(Document extract)

The season of the Punjab Assembly election is approaching, and with it comes the grand annual migration of leaders back to their constituencies. For five years, many of them were invisible, busy, unavailable, or “working silently,” but now they are suddenly everywhere — in villages, in markets, in gurdwaras, and even in those remote corners where the mobile network disappears but the vote count does not. Their return is almost poetic, like watching migratory birds come home, except these birds arrive with media teams, loudspeakers, and promises that could power a rocket to Mars.
As the election breeze begins to blow, Punjab witnesses a magical transformation. Roads that were crying for repair suddenly get patched overnight. Streetlights that were dead for years start glowing as if they’ve been reborn. Water supply becomes the top priority, and every leader begins addressing every voter as “brother,” “uncle,” “auntie,” or “my dear youth,” depending on the age and potential vote value. Problems that were ignored for half a decade are now treated with dramatic shock, as if the leaders are discovering them for the first time in human history.
The field visits are a spectacle of their own. Leaders walk through muddy streets wearing spotless white clothes, trying to look humble while praying that their shoes survive the journey. They take a single heroic bite of a paratha for the camera, nod with exaggerated appreciation, and declare, “This is the real taste of Punjab,” before quietly handing the rest back to the plate. In farms, they touch wheat crops with the seriousness of a doctor checking a patient’s pulse, sit on tractors for exactly fourteen seconds, and deliver speeches about agriculture that make farmers wonder whether the leader even knows the difference between wheat and mustard.

(End Document extract)
(Study material)

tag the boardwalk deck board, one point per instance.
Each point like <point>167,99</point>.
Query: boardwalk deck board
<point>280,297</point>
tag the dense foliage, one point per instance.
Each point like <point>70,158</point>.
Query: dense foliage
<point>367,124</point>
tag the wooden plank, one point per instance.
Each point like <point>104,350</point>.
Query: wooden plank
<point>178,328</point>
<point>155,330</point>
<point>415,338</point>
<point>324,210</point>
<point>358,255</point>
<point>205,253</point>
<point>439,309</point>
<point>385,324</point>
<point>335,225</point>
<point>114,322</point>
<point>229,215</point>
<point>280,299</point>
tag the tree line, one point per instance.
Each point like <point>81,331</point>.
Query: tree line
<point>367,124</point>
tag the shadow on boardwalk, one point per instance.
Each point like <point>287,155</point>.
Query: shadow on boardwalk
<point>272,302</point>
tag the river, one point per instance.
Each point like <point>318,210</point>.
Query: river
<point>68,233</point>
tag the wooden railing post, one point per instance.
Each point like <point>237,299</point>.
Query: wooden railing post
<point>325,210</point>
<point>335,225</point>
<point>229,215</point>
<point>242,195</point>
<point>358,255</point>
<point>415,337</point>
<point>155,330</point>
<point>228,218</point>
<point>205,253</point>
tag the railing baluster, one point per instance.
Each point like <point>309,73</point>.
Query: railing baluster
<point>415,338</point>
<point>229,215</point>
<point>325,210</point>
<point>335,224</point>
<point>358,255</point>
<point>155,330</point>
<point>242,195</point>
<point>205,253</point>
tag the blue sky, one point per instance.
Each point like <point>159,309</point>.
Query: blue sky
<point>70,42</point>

(End Study material)
(Study material)

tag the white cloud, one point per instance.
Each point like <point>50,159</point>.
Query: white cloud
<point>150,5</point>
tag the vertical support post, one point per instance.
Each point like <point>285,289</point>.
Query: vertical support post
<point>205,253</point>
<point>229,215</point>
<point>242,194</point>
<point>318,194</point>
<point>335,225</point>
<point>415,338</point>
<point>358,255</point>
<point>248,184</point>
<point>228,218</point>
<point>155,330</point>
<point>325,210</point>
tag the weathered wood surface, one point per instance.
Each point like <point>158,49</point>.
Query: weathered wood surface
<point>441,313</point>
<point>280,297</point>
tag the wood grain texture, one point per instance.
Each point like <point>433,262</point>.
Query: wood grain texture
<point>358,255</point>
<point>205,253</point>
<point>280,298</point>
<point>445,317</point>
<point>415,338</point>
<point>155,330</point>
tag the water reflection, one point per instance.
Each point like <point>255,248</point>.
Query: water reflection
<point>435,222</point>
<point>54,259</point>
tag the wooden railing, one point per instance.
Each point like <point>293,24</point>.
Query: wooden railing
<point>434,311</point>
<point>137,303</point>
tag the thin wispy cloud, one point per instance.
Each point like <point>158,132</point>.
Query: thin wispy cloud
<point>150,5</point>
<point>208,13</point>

(End Study material)

• _Your tasks_:
1. According to the piece on the Punjab Assembly election, for how long do leaders sit on tractors during farm visits?
2. Write what comes next in the piece on the Punjab Assembly election, picking up after its last paragraph.
The entries come from a different source than the text.

• _Answers to the tasks_:
1. Exactly fourteen seconds.

2.
Meanwhile, the manifesto race is in full swing. Parties are printing promises faster than wedding cards. One promises free electricity, another promises free water, and a third promises free everything except oxygen — though they hint that even that might be negotiable. Some promises are so grand that even the voters look up at the sky and whisper, “God, is this even possible?” God, wisely, remains silent.
Through all this, the voters watch with a calm, knowing smile. They listen to speeches, shake hands, and nod politely, but inside they carry the same timeless question: “Where were all these people for the last five years?” Election season has arrived, leaders are in the field, and Punjab — as always — is observing everything with humour, patience, and a memory sharper than any manifesto.